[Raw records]

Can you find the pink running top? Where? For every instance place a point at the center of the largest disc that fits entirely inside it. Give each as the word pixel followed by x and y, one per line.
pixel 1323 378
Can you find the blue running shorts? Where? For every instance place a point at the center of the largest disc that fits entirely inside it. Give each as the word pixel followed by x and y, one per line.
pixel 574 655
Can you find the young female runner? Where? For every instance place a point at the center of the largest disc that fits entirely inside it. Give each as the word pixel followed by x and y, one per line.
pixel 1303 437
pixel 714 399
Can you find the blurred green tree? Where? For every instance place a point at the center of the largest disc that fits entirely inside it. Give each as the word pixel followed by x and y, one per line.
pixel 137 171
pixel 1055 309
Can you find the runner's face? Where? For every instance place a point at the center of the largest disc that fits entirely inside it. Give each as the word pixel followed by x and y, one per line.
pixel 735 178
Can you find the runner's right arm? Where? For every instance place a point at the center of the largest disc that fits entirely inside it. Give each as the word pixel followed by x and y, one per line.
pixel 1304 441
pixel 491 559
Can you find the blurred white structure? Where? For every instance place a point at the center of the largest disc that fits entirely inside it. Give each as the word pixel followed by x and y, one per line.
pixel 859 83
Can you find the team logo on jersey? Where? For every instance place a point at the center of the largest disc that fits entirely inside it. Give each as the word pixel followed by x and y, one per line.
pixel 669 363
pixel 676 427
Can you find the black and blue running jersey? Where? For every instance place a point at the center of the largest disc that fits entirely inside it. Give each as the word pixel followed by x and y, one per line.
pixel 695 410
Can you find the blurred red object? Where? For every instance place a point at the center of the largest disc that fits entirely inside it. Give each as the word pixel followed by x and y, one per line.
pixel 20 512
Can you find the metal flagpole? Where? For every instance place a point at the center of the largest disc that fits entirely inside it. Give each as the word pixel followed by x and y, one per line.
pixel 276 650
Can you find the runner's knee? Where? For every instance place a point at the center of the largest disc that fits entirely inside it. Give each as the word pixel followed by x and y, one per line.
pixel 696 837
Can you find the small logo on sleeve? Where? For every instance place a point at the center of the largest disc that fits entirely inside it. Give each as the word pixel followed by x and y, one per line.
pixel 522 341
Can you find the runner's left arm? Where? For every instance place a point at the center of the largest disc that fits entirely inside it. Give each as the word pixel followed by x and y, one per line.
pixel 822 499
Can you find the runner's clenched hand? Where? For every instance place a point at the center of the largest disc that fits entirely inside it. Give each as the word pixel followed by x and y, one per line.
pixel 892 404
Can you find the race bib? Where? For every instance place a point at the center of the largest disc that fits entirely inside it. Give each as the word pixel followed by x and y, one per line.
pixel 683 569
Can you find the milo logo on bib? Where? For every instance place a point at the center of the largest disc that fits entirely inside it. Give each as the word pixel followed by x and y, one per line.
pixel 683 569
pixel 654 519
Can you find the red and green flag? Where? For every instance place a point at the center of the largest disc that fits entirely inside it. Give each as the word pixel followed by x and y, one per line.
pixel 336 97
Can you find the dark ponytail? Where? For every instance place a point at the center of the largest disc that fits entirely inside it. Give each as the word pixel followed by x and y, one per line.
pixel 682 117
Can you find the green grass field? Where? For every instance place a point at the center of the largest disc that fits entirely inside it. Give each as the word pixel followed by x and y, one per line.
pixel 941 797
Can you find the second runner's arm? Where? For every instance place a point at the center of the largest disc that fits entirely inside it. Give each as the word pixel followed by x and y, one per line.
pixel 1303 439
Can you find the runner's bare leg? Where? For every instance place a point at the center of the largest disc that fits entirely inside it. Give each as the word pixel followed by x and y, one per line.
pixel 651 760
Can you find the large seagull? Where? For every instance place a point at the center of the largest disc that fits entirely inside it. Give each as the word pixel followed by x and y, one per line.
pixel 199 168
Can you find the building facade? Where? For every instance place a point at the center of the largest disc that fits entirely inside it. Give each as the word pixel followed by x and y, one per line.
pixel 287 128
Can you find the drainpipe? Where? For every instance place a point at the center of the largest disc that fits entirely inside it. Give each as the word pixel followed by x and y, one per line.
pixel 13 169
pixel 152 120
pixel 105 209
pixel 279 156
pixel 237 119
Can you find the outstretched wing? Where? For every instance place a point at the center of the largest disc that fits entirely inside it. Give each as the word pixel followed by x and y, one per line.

- What to do
Output the items above as a JSON list of strings, with one string per line and blank lines omitted.

- Exercise answer
[
  "Can you find the pink running top? Where? For every instance place a point at the center of the largest disc that fits entirely inside it. Give each as the word pixel followed by x and y, one per line.",
  "pixel 1323 378",
  "Can you find the blue running shorts? Where? For every instance place a point at the center of the largest disc that fits entirely inside it. Give each as the word pixel followed by x and y, one per line.",
  "pixel 574 655",
  "Can you find the young female runner? Where? For every instance place a point at the center of the largest disc that fits entirely inside it. Give each as the word pixel followed by x and y, one per line.",
  "pixel 1303 437",
  "pixel 714 399",
  "Can you find the blurred green tree? Where? For every instance place a point at the center of the largest disc that fits entirely inside it. Give each as the word pixel followed by x and y, one per line.",
  "pixel 137 171",
  "pixel 1055 309",
  "Can you find the runner's face? Where? For every instance place a point at the center of the largest disc that fits entirely inside it. Give each as the word pixel followed by x and y, one per line.",
  "pixel 735 178",
  "Can you find the runner's right arm? Where? For every instance place a point at the center of the largest disc that fits entirely inside it. Give each as the word pixel followed by x and y, one per line.",
  "pixel 1304 441",
  "pixel 491 559",
  "Can you find the blurred white structure? Where? For every instance place a point at the center of the largest disc that fits entirely inside it. Give each as the word pixel followed by x and y, one per line.",
  "pixel 859 83",
  "Can you find the team logo on jersey? Where? For every instance place a point at the center of the largest disc that fits entirely inside it. Give each as the word pixel followed by x and y, one per line.",
  "pixel 669 363",
  "pixel 676 427",
  "Can you find the black and blue running jersey? Where? For every instance place a point at the center of the largest disc that fits entirely inside it. Give each as the word pixel followed by x and y, one per line.",
  "pixel 695 410",
  "Can you find the blurred red object? Where? For every instance place a point at the center of the largest disc that fits entirely inside it. Give each as the word pixel followed by x and y, one per line.",
  "pixel 20 512",
  "Can you find the metal flagpole? Where? For every instance place a point at the center of the largest disc that fits entirely inside it. Give each as the word pixel followed by x and y, one per line.",
  "pixel 276 650",
  "Can you find the runner's knee? Where? For every instance place a point at the center of the largest disc that fits entirely inside it. Give each as the word pixel followed by x and y, one per line.",
  "pixel 696 837",
  "Can you find the small logo on sleeve? Where? For every instance place a point at the center of the largest disc that fits entirely inside it. Give each as the word pixel followed by x and y, one per line.",
  "pixel 522 341",
  "Can you find the runner's left arm? Where? For every instance place a point at the center of the largest disc that fits entirely inside it. Give each as the word pixel followed by x and y, one per line.",
  "pixel 822 499",
  "Can you find the runner's clenched hand? Where? For every instance place a point at the center of the largest disc that fits entirely inside it. Give each as the word pixel followed by x and y, one per line.",
  "pixel 892 404",
  "Can you find the race bib? Where? For every instance place a point at the center of the largest disc that fits entirely inside it. Give each as the word pixel followed by x and y, one per line.",
  "pixel 683 569",
  "Can you find the milo logo on bib? Where? For every instance place a point at the center of the largest disc that fits entirely inside it. Give each as the word pixel followed by x and y, one per line.",
  "pixel 683 569",
  "pixel 654 519",
  "Can you find the red and green flag? Where? For every instance place a point at the center of the largest disc that fits entirely inside it. Give each as the word pixel followed by x and y, one per line.",
  "pixel 336 97",
  "Can you find the dark ponytail? Where? For every instance place a point at the center of the largest disc that fits entirely inside it. Give each as the word pixel followed by x and y, one per line.",
  "pixel 682 117",
  "Can you find the green grass field? Where? For every instance place a point at the center of the largest disc that fits entirely inside it. Give each as the word pixel followed by x and y, one per line.",
  "pixel 941 797",
  "Can you find the second runner's arm? Where? For every instance place a point at the center of the largest disc that fits entirely inside it. Give each as the word pixel followed by x and y, one per line.",
  "pixel 1303 439",
  "Can you find the runner's bare leg? Where? For every instance place a point at the center of the largest disc that fits entirely inside it. Give each as the word pixel followed by x and y, one per line.",
  "pixel 651 760",
  "Can you find the large seagull? Where? For every instance place a point at the center of the largest disc that fits entirely inside it. Give each as the word pixel followed by x and y, one per line.",
  "pixel 199 168",
  "Can you find the building facade? Where? For every instance place a point at the center of the largest disc that fits entirely inside it. Give each as the word pixel followed by x and y, one per line.",
  "pixel 287 128",
  "Can you find the drainpipe? Where? For every instance place a point at the center of the largest disc that fits entirely inside it. Give each as the word pixel followed by x and y, one per line.",
  "pixel 13 169",
  "pixel 152 120",
  "pixel 105 209",
  "pixel 279 156",
  "pixel 237 119",
  "Can you find the outstretched wing? Where? For every instance place a point at the center of the largest disc that fits entirely inside it. Give each as the word pixel followed by x and y, one per line."
]